◆ Exercise
Leaving out all images, write out the records that follow exactly.

# Available records start

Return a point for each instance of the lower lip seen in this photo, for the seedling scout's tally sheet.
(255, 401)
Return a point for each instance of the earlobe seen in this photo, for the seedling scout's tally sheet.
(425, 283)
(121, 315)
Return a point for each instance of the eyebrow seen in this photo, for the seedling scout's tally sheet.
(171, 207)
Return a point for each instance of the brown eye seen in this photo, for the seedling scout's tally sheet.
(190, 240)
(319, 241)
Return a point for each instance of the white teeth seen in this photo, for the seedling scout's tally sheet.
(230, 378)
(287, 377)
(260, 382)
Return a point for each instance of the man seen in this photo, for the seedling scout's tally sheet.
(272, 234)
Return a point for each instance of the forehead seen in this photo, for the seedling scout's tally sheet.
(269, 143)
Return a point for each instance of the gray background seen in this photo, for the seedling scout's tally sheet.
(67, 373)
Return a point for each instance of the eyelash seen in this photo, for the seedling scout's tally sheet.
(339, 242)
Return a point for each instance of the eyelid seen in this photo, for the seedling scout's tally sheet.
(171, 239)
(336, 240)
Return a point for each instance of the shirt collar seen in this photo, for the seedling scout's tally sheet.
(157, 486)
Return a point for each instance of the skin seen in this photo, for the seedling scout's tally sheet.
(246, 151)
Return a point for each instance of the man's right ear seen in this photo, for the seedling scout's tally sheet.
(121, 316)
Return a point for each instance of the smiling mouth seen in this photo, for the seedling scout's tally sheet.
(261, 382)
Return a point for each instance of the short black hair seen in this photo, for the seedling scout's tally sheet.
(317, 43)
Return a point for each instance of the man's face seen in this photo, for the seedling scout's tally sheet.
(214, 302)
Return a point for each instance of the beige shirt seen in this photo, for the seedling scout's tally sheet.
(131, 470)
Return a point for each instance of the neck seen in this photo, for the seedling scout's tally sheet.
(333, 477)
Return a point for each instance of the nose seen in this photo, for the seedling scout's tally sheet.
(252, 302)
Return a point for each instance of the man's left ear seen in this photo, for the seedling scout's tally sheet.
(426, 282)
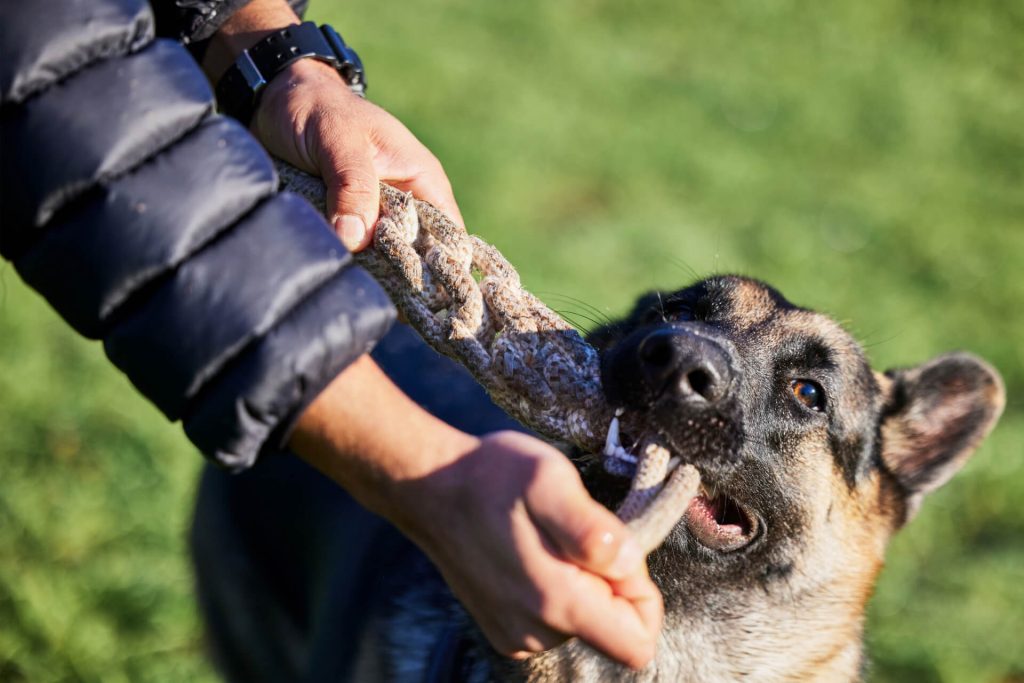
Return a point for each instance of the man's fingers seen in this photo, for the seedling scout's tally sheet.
(583, 530)
(622, 629)
(432, 186)
(352, 196)
(640, 591)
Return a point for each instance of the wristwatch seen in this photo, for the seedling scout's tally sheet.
(241, 87)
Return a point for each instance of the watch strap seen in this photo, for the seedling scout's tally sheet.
(240, 89)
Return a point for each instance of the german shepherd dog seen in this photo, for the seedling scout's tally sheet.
(810, 461)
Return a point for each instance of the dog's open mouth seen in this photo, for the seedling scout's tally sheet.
(720, 522)
(716, 520)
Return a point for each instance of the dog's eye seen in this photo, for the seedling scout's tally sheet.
(809, 393)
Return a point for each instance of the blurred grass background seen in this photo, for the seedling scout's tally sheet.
(867, 159)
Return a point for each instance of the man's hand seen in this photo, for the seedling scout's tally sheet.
(505, 518)
(531, 556)
(309, 118)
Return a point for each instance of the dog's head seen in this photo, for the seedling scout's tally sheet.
(810, 460)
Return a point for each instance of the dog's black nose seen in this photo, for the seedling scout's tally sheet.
(691, 368)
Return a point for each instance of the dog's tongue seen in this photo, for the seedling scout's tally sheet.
(702, 517)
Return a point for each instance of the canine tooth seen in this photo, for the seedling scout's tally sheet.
(611, 440)
(623, 454)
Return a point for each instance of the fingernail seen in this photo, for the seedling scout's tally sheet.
(351, 229)
(629, 558)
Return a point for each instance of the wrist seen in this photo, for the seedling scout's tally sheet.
(246, 27)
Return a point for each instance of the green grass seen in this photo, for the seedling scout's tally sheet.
(865, 158)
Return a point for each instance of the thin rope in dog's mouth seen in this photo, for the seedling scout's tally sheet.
(716, 520)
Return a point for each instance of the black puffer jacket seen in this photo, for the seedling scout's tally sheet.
(154, 224)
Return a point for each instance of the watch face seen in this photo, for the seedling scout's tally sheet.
(240, 88)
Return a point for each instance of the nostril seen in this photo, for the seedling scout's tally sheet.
(701, 383)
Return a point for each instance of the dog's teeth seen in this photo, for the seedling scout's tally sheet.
(611, 440)
(623, 454)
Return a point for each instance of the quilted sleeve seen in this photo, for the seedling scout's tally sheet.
(155, 225)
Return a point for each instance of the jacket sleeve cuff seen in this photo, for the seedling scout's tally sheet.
(250, 408)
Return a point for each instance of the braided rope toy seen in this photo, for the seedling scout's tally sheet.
(468, 303)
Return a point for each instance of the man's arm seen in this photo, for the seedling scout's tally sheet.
(505, 518)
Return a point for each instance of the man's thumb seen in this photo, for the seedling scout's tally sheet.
(352, 200)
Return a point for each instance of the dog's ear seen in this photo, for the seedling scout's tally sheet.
(934, 418)
(645, 307)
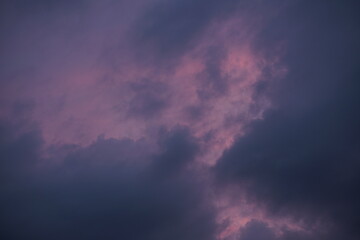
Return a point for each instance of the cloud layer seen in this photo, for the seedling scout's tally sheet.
(179, 119)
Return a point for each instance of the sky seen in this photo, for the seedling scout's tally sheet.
(180, 119)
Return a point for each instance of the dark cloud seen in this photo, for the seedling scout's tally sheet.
(107, 190)
(303, 160)
(150, 98)
(168, 28)
(258, 230)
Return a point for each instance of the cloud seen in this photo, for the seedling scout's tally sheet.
(302, 160)
(106, 190)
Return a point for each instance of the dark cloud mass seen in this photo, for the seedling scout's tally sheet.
(180, 119)
(102, 191)
(303, 160)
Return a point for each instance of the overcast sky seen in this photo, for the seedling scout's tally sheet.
(180, 119)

# Available records end

◆ Answer
Return a point for each instance of the lower lip seen in this photo, for the seedling scout's tally sheet.
(255, 401)
Return a point for each instance of the earlobe seen in this photo, for the seedling scout's tally sheet.
(425, 283)
(121, 315)
Return a point for each instance of the eyebrow seen in this photo, for the seedling scout's tally sheet.
(171, 207)
Return a point for each instance of the brown eye seen in this photo, for the seedling scout's tally sheet.
(190, 240)
(319, 241)
Return a point for each instance of the white teeth seen in this photo, for the seedling scout's tally sheet.
(230, 378)
(287, 377)
(260, 382)
Return a point for each instance of the man seen in this photo, for the seedling scout's tally sheet.
(272, 234)
Return a point for each instance of the forehead seen in this photo, for the seedling scout's tally sheet.
(269, 143)
Return a point for each instance of the gray background seen in this photo, for the seedling scout's tally sheet.
(67, 373)
Return a point for each instance of the eyelash seen in this photo, for the seedling scout's tally sheet.
(339, 242)
Return a point for each instance of the eyelid seen in this photo, for the seedling scout's tally sheet.
(171, 239)
(336, 240)
Return a point for each instance of the shirt collar seen in this photo, for the seedling scout's tally sheet.
(157, 486)
Return a point for each instance of the skin seen in this photo, for the seedling scout's tally sheet.
(246, 151)
Return a point for each instance of the man's right ear seen in this photo, for the seedling scout's tally sheet.
(121, 316)
Return a point for each instance of the smiling mouth seen in this photo, for the seedling scout's tally sheet.
(261, 382)
Return a point for each instance of the short black hair seen in this photo, for the seedling scout's tally sheet.
(317, 43)
Return a point for each instance of the man's face seen in this photo, for the seedling scout's tally sheet.
(214, 302)
Return a point for each instance of the beige shirt seen in this photo, for the seedling scout's tally sheet.
(131, 470)
Return a point for each instance of the neck seen in this photo, for the seedling scout's tally sheet.
(333, 477)
Return a point for each instance of the nose seen in this photo, for the seedling scout's tally sheet.
(252, 302)
Return a point for each instance of the man's left ear seen in this photo, for the seedling scout's tally sheet.
(426, 282)
Return a point for each instance of the man's fingers seen in this photo, for the seedling scout's tally sheet.
(583, 530)
(622, 629)
(432, 186)
(352, 196)
(640, 591)
Return a point for each instance of the wristwatch seen in this photo, for the seedling scout's tally sheet.
(241, 87)
Return a point for each instance of the watch strap seen in this photo, for the seedling scout's tally sheet.
(240, 89)
Return a point for each instance of the german shepherd dog seen in this photo, for the seedling scout's tally sheet.
(810, 461)
Return a point for each instance of the dog's open mouth seen in this photo, for the seedling scout's tally sheet.
(720, 522)
(716, 520)
Return a point for each instance of the dog's eye seen in this photo, for the seedling scout's tally sheet.
(809, 393)
Return a point for each instance of the blurred grass background seen in this photo, for the seedling scout's tally sheet.
(867, 159)
Return a point for each instance of the man's hand seen in this photo, for the seedling scout's tally sheet.
(505, 518)
(531, 556)
(309, 118)
Return a point for each instance of the dog's head seen in this photo, for the seedling scout's tally sheet.
(810, 460)
Return a point for each instance of the dog's black nose seen in this photo, for the seedling scout's tally sheet.
(691, 368)
Return a point for each instance of the dog's tongue seen in this photo, for the seedling scout's tally sheet.
(702, 517)
Return a point for each instance of the canine tooth seen in this photo, for the seedling scout's tally sheet.
(611, 440)
(623, 454)
Return a point for each instance of the fingernail seen in this photo, for the seedling scout's tally sheet.
(351, 229)
(629, 558)
Return a point for each instance of the wrist seen in this photo, for the seedling scout's tally sheet.
(246, 27)
Return a point for each instance of the green grass seen in this photo, for the seedling scout's tally sheet.
(865, 158)
Return a point for each instance of the thin rope in dog's mouth seen in this photo, for the seedling scout's tally sheet.
(716, 520)
Return a point for each instance of the black puffer jacket seen in this photo, for the seedling scout's tally sheet.
(154, 224)
Return a point for each instance of the watch face seen in this photo, for the seedling scout's tally sheet.
(240, 88)
Return a point for each instance of the nostril seen in this photo, for the seedling scout's tally sheet.
(701, 383)
Return a point for each instance of the dog's teeth seen in this photo, for the seedling scout's tally sheet.
(611, 440)
(623, 454)
Return a point for each instance of the quilted sleeve seen in this photo, for the seedling scout's tally sheet.
(155, 225)
Return a point for each instance of the jacket sleeve cuff seen in this photo, for the seedling scout's tally sheet.
(250, 408)
Return a point for each instance of the braided rope toy seen in this photo, for the seedling scout's tally sheet.
(468, 303)
Return a point for each instance of the man's arm seen in this photo, for the seedling scout's tally sheet.
(505, 518)
Return a point for each instance of the man's thumb seen in this photo, for the seedling scout's tally sheet.
(352, 200)
Return a point for each instance of the dog's ear seen in this photo, for the seedling scout's tally sheet.
(934, 418)
(645, 307)
Return a point for each instance of the cloud layer seen in this photo, for the seedling scout's tally sheet.
(179, 119)
Return a point for each instance of the sky seen in this photo, for the seedling scout's tally sheet.
(180, 119)
Return a point for each instance of the dark cloud seen in this photo, for the seedling scout's tally sheet.
(107, 190)
(303, 160)
(150, 98)
(168, 28)
(258, 230)
Return a point for each instance of the cloud seen in this photo, for the seedling scout's tally sheet.
(302, 160)
(106, 190)
Return a point for each instance of the dark cloud mass seen in this photo, for the seedling scout's tally sheet.
(180, 119)
(102, 191)
(303, 160)
Return a point for each instance of the overcast sky seen in this photo, for the seedling scout's tally sheet.
(180, 119)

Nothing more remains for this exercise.